▶ **WHAT THE TASK REQUIRES**:
In full and without alteration, output each record given here.

▶ **THE INPUT**:

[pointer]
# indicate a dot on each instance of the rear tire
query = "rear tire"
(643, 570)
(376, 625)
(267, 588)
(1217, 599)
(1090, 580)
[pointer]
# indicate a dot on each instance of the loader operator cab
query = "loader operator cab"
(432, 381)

▶ **EXPECTED ANSWER**:
[pointer]
# indicate a dot on each instance of the rear tire
query = "rear tire"
(643, 570)
(376, 625)
(267, 588)
(1217, 599)
(1090, 580)
[pointer]
# indicate a dot on each instance of the loader operator cab
query = "loader operator cab"
(432, 381)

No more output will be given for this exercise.